YOUR INSTRUCTIONS »
Exact retyping of the data: please keep every word and drop each picture.
[RECORDS SHOWN]
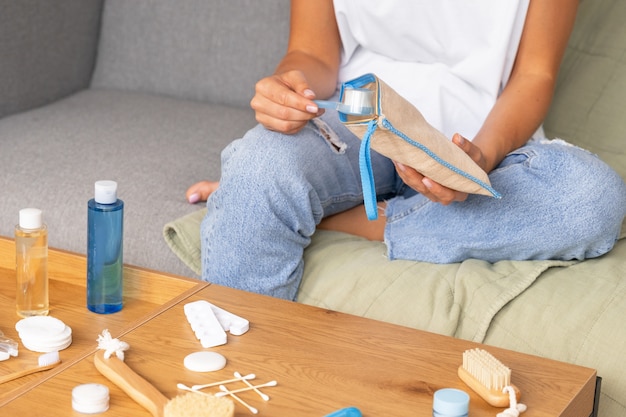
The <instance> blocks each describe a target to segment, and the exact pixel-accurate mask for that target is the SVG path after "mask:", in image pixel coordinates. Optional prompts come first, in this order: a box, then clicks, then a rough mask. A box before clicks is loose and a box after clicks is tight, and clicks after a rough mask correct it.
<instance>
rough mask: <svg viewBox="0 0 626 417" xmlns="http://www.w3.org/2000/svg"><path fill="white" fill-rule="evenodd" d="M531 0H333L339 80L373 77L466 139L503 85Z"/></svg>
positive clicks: (430, 120)
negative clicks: (338, 70) (377, 78)
mask: <svg viewBox="0 0 626 417" xmlns="http://www.w3.org/2000/svg"><path fill="white" fill-rule="evenodd" d="M529 2H530V0H404V1H403V0H334V6H335V14H336V17H337V23H338V25H339V32H340V35H341V41H342V46H343V50H342V60H341V67H340V72H339V79H340V81H341V82H343V81H348V80H350V79H353V78H356V77H358V76H360V75H363V74H366V73H370V72H371V73H374V74H376V75H377V76H378V77H380V78H381V79H382V80H384V81H385V82H386V83H387V84H389V86H391V87H392V88H393V89H394V90H396V91H397V92H398V93H399V94H400V95H402V96H403V97H404V98H406V99H407V100H409V101H410V102H411V103H413V105H415V106H416V107H417V108H418V109H419V110H420V112H421V113H422V114H423V115H424V117H425V118H426V120H427V121H428V122H429V123H431V124H432V125H433V126H435V127H436V128H438V129H439V130H441V131H442V132H443V133H444V134H445V135H446V136H447V137H449V138H450V137H452V135H453V134H454V133H455V132H458V133H461V134H462V135H463V136H465V137H467V138H468V139H472V138H473V137H474V136H475V135H476V133H477V132H478V130H479V129H480V127H481V125H482V123H483V121H484V120H485V118H486V116H487V114H488V112H489V111H490V110H491V108H492V106H493V104H494V102H495V100H496V98H497V97H498V95H499V94H500V92H501V91H502V88H503V87H504V85H506V82H507V81H508V77H509V75H510V73H511V69H512V67H513V62H514V60H515V55H516V53H517V48H518V44H519V41H520V38H521V34H522V29H523V26H524V21H525V19H526V12H527V10H528V4H529ZM520 111H524V109H520Z"/></svg>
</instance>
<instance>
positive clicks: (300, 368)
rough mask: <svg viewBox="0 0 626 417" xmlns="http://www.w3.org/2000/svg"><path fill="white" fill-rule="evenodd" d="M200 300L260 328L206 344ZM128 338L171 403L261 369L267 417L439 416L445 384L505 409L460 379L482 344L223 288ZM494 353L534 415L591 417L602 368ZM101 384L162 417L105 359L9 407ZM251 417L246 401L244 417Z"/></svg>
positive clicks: (124, 336) (489, 406)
[/RECORDS SHOWN]
OUTPUT OF THE EXERCISE »
The <instance> blocks each describe a target to segment, and the exact pixel-accurate mask for that target is the SVG path after "mask:", in image pixel coordinates. Optional prompts come first, in this order: a box, then clicks, then a rough mask. A box before clicks is loose and a box after clicks is tight, and clicks after a rough mask correct it.
<instance>
rough mask: <svg viewBox="0 0 626 417" xmlns="http://www.w3.org/2000/svg"><path fill="white" fill-rule="evenodd" d="M531 0H333L339 80L373 77L466 139L503 85Z"/></svg>
positive clicks: (430, 120)
negative clicks: (338, 70) (377, 78)
mask: <svg viewBox="0 0 626 417" xmlns="http://www.w3.org/2000/svg"><path fill="white" fill-rule="evenodd" d="M529 2H530V0H404V1H403V0H334V6H335V14H336V17H337V23H338V25H339V32H340V35H341V41H342V46H343V50H342V60H341V67H340V72H339V79H340V81H341V82H343V81H348V80H350V79H353V78H356V77H358V76H360V75H363V74H366V73H370V72H371V73H374V74H376V75H377V76H378V77H380V78H381V79H382V80H384V81H385V82H386V83H387V84H389V86H391V87H392V88H393V89H394V90H396V91H397V92H398V93H399V94H400V95H402V96H403V97H404V98H406V99H407V100H409V101H410V102H411V103H413V105H415V106H416V107H417V108H418V109H419V110H420V112H421V113H422V114H423V115H424V117H425V118H426V120H427V121H428V122H429V123H431V124H432V125H433V126H435V127H436V128H438V129H439V130H441V131H442V132H443V133H444V134H445V135H446V136H447V137H449V138H450V137H452V135H453V134H454V133H455V132H458V133H461V134H462V135H463V136H465V137H467V138H468V139H472V138H473V137H474V136H475V135H476V133H477V132H478V130H479V129H480V127H481V125H482V123H483V121H484V120H485V118H486V116H487V114H488V112H489V111H490V110H491V108H492V106H493V104H494V102H495V100H496V98H497V97H498V95H499V94H500V92H501V91H502V88H503V87H504V85H506V82H507V81H508V77H509V75H510V73H511V69H512V67H513V62H514V60H515V55H516V53H517V48H518V44H519V41H520V38H521V34H522V29H523V26H524V21H525V19H526V12H527V10H528V4H529ZM520 111H524V109H520Z"/></svg>
</instance>
<instance>
positive clicks: (300, 368)
rough mask: <svg viewBox="0 0 626 417" xmlns="http://www.w3.org/2000/svg"><path fill="white" fill-rule="evenodd" d="M200 300L260 328L206 344ZM128 338L171 403L261 369L267 417L439 416L445 384L505 409L460 379L482 344L223 288ZM494 353L534 415L591 417L602 368ZM101 384L162 417L105 359L9 407ZM251 417L246 401L244 417Z"/></svg>
positive clicks: (124, 336) (489, 406)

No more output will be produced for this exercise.